Material provided:
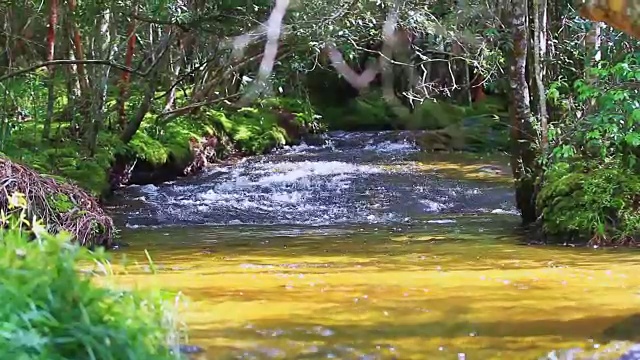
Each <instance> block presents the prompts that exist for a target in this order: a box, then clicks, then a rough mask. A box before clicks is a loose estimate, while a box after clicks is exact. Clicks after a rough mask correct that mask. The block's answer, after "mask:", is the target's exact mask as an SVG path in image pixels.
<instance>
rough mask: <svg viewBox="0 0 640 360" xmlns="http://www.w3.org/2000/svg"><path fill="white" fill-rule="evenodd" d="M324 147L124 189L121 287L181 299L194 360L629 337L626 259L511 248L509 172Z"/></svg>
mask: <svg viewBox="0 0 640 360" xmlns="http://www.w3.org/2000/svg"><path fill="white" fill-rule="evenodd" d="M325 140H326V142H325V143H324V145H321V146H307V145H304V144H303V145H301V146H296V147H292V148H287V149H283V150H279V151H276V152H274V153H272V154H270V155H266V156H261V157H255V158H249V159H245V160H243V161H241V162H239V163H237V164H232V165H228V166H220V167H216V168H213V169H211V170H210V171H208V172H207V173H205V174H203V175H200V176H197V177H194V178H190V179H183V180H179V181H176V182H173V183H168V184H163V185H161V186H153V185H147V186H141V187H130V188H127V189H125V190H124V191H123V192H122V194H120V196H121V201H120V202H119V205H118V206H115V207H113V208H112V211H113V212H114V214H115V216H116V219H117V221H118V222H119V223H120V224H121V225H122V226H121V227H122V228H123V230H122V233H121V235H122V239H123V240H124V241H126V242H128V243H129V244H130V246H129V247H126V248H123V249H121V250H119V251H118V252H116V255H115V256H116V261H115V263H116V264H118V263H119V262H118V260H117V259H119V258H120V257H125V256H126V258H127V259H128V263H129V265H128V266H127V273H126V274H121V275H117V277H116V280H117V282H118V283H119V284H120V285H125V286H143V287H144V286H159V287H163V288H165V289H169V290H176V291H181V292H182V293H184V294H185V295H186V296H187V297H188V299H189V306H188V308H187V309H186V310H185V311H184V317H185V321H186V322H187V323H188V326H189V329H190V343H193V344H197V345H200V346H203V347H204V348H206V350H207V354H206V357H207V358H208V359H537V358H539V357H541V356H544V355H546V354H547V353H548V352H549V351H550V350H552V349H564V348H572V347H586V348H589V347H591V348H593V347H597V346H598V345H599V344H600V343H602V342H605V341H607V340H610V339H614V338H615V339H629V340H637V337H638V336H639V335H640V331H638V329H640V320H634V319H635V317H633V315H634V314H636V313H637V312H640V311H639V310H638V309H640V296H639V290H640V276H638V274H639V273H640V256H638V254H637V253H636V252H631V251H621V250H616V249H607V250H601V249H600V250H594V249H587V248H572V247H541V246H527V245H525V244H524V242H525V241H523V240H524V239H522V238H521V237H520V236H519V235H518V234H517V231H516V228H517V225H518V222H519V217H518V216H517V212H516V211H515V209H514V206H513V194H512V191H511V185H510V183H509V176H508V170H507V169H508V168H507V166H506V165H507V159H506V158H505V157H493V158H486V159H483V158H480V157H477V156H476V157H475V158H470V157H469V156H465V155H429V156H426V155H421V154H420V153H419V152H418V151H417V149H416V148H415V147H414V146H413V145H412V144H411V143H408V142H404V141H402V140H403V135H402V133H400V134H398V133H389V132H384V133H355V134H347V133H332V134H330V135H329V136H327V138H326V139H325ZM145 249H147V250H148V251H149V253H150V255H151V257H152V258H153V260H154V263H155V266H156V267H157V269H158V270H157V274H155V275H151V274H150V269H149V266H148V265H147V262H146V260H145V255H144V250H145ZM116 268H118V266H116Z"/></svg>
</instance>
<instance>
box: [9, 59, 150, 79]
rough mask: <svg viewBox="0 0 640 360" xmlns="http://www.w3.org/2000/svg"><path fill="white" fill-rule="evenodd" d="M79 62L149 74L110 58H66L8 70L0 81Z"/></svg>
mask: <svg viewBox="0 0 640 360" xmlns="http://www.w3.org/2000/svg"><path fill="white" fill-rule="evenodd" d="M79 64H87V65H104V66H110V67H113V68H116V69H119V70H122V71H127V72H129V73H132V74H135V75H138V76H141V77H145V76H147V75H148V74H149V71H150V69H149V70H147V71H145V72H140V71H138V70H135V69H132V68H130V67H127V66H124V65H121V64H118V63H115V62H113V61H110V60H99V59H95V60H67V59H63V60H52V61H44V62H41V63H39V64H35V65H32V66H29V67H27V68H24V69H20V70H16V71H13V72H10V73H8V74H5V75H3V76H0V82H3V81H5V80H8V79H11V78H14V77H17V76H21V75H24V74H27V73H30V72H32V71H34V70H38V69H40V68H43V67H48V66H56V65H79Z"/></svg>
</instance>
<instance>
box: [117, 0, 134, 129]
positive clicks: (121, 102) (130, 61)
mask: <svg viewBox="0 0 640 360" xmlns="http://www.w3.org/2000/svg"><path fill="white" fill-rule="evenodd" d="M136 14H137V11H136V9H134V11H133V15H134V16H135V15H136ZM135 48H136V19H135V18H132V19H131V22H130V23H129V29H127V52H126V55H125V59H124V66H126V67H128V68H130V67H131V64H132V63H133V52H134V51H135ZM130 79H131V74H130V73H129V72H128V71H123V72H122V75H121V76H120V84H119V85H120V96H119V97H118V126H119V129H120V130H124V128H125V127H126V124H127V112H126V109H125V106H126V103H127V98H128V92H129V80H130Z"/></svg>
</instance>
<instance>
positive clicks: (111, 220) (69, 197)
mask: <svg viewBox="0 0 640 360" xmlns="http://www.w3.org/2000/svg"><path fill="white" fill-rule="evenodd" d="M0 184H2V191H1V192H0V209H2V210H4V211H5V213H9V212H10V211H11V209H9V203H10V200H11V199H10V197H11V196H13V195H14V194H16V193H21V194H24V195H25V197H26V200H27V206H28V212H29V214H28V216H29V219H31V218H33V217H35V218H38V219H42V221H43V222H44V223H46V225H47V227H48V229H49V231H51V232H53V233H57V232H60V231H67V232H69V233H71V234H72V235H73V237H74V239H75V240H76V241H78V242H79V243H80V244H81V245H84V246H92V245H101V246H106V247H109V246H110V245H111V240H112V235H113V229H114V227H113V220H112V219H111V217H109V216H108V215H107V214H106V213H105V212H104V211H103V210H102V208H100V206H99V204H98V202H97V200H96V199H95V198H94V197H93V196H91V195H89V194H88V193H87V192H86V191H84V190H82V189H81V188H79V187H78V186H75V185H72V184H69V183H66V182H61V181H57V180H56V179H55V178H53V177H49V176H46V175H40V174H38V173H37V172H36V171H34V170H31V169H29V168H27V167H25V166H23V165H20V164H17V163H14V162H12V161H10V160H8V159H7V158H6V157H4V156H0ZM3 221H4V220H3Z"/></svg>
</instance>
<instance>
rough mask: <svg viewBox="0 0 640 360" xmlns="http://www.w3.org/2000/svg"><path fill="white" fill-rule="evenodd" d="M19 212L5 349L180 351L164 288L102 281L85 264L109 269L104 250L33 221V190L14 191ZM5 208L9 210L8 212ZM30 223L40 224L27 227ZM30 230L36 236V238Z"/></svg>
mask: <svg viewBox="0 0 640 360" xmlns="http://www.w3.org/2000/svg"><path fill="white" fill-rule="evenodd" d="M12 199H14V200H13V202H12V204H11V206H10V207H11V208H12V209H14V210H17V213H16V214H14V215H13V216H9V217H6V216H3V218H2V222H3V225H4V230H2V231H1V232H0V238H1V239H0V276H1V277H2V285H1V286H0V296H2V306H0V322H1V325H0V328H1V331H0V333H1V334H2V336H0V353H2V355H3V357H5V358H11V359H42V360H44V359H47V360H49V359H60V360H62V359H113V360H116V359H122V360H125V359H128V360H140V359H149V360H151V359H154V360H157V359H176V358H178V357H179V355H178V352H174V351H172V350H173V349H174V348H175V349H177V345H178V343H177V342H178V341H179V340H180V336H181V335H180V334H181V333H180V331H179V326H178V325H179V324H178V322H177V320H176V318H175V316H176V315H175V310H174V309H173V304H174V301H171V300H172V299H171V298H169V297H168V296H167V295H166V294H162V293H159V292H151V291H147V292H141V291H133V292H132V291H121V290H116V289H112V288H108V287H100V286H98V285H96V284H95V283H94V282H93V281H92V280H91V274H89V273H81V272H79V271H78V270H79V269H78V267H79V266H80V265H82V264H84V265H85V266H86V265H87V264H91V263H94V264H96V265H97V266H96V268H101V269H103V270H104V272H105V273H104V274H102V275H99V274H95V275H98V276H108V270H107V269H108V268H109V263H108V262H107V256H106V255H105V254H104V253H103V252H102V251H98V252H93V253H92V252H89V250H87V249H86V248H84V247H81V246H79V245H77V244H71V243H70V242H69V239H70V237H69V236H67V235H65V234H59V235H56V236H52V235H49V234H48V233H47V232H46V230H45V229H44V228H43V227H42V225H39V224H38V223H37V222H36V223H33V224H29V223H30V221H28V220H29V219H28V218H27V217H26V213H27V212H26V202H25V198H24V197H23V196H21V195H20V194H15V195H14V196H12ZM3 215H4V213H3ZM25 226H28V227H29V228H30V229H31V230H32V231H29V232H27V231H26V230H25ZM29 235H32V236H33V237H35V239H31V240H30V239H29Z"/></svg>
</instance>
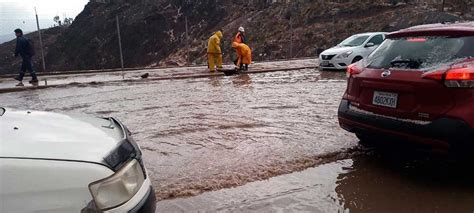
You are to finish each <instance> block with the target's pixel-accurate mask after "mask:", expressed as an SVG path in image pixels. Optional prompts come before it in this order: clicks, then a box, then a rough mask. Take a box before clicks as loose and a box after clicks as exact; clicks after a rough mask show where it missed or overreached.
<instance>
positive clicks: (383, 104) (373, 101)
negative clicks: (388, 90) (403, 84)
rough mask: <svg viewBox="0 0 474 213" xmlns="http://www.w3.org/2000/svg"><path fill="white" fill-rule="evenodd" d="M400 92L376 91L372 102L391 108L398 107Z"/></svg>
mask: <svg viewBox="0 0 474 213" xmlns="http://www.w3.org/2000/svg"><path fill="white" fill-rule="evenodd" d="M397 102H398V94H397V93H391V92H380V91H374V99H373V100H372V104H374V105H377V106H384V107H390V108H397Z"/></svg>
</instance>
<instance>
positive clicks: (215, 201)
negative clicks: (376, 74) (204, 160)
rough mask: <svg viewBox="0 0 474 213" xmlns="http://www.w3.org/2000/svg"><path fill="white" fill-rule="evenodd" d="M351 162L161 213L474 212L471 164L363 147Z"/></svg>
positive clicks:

Your task: From the listing above, return each line with the word "block".

Answer box:
Each <instance> block presents the prompts that exist for a target in this order: a box, then clicks, then a rough mask. A box before clicks is a loose estimate, while a box after clicks is exact. Clicks after a rough mask correct that mask. The block's answer, after "mask:", is the target's exact mask as an SVG path in image pixels.
You are to finish each <instance> block with the target's pixel-accurate mask after "mask:", expressed as an SVG path in image pixels. Optional prompts come before it in this order: clicks, then a box, then a rough mask. Take a box before clicks as loose and a box after clicks as exact; clicks after a rough mask show where it missed or overreached.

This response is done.